● **Data records**:

************

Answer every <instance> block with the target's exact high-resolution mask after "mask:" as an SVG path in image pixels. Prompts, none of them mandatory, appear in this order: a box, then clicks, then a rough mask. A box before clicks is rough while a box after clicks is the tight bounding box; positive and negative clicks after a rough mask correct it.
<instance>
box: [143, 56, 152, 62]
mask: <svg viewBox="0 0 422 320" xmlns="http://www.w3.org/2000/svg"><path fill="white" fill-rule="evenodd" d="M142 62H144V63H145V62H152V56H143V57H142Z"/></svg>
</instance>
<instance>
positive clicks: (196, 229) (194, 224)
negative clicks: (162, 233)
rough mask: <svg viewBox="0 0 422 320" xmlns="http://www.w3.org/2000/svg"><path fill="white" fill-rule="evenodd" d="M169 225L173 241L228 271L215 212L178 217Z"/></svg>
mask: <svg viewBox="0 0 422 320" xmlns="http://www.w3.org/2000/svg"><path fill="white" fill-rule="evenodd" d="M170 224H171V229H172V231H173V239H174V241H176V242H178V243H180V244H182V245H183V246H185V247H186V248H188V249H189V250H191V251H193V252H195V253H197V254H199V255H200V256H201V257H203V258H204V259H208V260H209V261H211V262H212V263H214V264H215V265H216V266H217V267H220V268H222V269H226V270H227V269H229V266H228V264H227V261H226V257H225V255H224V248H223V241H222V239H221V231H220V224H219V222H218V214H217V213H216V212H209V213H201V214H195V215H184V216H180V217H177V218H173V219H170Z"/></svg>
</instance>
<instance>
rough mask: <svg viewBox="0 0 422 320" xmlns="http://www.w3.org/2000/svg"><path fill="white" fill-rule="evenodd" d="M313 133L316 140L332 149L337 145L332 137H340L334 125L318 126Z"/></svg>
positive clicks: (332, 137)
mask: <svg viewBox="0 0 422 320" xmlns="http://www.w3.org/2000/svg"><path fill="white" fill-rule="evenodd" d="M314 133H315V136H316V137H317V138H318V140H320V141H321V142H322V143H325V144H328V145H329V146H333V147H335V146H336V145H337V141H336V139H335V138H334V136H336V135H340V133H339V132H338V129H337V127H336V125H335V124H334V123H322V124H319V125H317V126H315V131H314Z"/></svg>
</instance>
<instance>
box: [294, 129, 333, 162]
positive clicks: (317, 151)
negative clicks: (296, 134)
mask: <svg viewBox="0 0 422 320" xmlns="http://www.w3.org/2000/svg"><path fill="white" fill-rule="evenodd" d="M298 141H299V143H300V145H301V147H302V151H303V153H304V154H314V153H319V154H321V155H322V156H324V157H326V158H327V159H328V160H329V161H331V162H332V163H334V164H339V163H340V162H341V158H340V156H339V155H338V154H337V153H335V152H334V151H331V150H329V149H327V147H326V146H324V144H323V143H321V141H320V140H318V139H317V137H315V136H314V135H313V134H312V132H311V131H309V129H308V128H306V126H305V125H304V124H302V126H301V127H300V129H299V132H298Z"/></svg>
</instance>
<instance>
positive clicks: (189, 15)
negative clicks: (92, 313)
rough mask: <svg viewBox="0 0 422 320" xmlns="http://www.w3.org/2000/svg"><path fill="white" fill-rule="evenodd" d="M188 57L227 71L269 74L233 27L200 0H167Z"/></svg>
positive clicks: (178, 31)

************

● **Problem**:
Return the data exactly, every line included.

● **Result of the task**:
Answer every <instance> block with the target's exact high-resolution mask after "mask:" as an SVG path in image pixels. Prompts, none of them mandatory, appear in this order: a box, then clicks, then a rough mask. A box before clicks is rough while a box after clicks is the tight bounding box; positive and negative clicks after a rough mask correct it.
<instance>
box: [143, 56, 152, 62]
mask: <svg viewBox="0 0 422 320" xmlns="http://www.w3.org/2000/svg"><path fill="white" fill-rule="evenodd" d="M142 62H144V63H145V62H152V56H143V57H142Z"/></svg>
</instance>
<instance>
positive clicks: (196, 229) (194, 224)
negative clicks: (162, 233)
rough mask: <svg viewBox="0 0 422 320" xmlns="http://www.w3.org/2000/svg"><path fill="white" fill-rule="evenodd" d="M169 225L173 241L228 271L215 212L178 217Z"/></svg>
mask: <svg viewBox="0 0 422 320" xmlns="http://www.w3.org/2000/svg"><path fill="white" fill-rule="evenodd" d="M170 224H171V229H172V231H173V239H174V241H176V242H178V243H180V244H182V245H183V246H185V247H186V248H188V249H189V250H191V251H193V252H195V253H197V254H199V255H200V256H201V257H203V258H204V259H208V260H209V261H211V262H212V263H214V264H215V265H216V266H217V267H220V268H222V269H226V270H227V269H229V266H228V264H227V261H226V257H225V255H224V248H223V241H222V239H221V231H220V224H219V222H218V214H217V213H216V212H209V213H201V214H195V215H184V216H180V217H177V218H173V219H170Z"/></svg>
</instance>
<instance>
rough mask: <svg viewBox="0 0 422 320" xmlns="http://www.w3.org/2000/svg"><path fill="white" fill-rule="evenodd" d="M313 133L316 140L332 149L337 145L332 137H340L334 125L318 126Z"/></svg>
positive clicks: (332, 137)
mask: <svg viewBox="0 0 422 320" xmlns="http://www.w3.org/2000/svg"><path fill="white" fill-rule="evenodd" d="M314 133H315V136H316V137H317V138H318V140H320V141H321V142H322V143H325V144H328V145H329V146H333V147H335V146H336V145H337V141H336V139H335V138H334V136H336V135H340V133H339V132H338V129H337V127H336V125H335V124H334V123H322V124H319V125H317V126H315V131H314Z"/></svg>
</instance>
<instance>
box: [294, 129, 333, 162]
positive clicks: (317, 151)
negative clicks: (296, 134)
mask: <svg viewBox="0 0 422 320" xmlns="http://www.w3.org/2000/svg"><path fill="white" fill-rule="evenodd" d="M298 141H299V143H300V145H301V147H302V151H303V153H304V154H314V153H319V154H321V155H322V156H324V157H326V158H327V159H328V160H329V161H331V162H332V163H334V164H339V163H340V162H341V158H340V156H339V155H338V154H337V153H335V152H334V151H331V150H329V149H327V147H326V146H324V144H323V143H321V141H320V140H318V139H317V137H315V136H314V135H313V134H312V132H311V131H309V129H308V128H306V126H305V125H304V124H302V126H301V127H300V129H299V132H298Z"/></svg>
</instance>
<instance>
positive clicks: (189, 15)
negative clicks: (92, 313)
rough mask: <svg viewBox="0 0 422 320" xmlns="http://www.w3.org/2000/svg"><path fill="white" fill-rule="evenodd" d="M188 57L227 71L269 74L233 27L200 0H167Z"/></svg>
positive clicks: (178, 31)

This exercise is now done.